## Start

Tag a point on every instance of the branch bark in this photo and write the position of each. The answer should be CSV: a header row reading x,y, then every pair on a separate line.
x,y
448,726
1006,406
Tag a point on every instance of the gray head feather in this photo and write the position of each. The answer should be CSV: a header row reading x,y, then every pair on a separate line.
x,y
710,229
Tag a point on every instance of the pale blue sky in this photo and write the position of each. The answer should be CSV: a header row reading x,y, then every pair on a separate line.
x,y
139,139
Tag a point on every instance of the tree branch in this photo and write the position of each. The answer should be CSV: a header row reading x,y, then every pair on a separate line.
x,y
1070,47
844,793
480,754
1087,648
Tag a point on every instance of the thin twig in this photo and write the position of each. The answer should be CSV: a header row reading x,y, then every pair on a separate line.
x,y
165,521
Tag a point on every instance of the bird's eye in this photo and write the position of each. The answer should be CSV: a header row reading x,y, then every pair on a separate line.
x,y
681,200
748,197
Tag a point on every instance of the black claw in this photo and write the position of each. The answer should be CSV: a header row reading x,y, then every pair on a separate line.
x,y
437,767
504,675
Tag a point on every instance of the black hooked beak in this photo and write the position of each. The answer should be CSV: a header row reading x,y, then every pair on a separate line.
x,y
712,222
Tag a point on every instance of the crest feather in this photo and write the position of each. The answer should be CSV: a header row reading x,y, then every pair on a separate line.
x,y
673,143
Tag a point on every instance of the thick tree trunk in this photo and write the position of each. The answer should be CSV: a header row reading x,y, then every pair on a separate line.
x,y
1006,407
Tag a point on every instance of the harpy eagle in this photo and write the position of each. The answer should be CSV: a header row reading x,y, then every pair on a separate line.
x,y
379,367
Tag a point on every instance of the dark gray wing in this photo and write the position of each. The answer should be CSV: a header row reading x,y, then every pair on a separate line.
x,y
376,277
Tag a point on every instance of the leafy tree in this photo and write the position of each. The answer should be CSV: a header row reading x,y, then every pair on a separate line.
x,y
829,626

## End

STATED PROBLEM> Write out the records again, starting at the line that has "Tag a point on every instance of the black hooked" and stopping after the last line of the records, with the requests kept as they are. Shift every coordinate in the answers by adding -59 to it.

ANSWER TO THE PROBLEM>
Tag a point on every instance of the black hooked beak in this photo and write the position of each. The answer should be CSV: a header row reading x,y, then every pair on a separate line.
x,y
653,163
Tag a point on every instance of the crest feather in this photo and write the position of each. The answer should be CSV: a header row reading x,y, then every pair on a separate line.
x,y
614,84
Tag a point on every instance of the thick tree trunk in this photo and write the position of each. The answer should be CSV: a header row reading x,y, then every pair on a separate line.
x,y
947,348
Tag a point on every instance of the harpy eagle in this photo and write the position of each. The answer should be CSV: a header row reading x,y, then every pair on a separate line.
x,y
320,308
Tag a point on every instance of the dark gray wing in this photo and write the position of each. The answer should be CSV: a header row reading x,y, then every pair on a separate line.
x,y
317,218
Tag a point on every instance of the leafy tree in this photo and write the position of each. The answer should be CSV: a header row reading x,y, then every pair on a separate line.
x,y
770,567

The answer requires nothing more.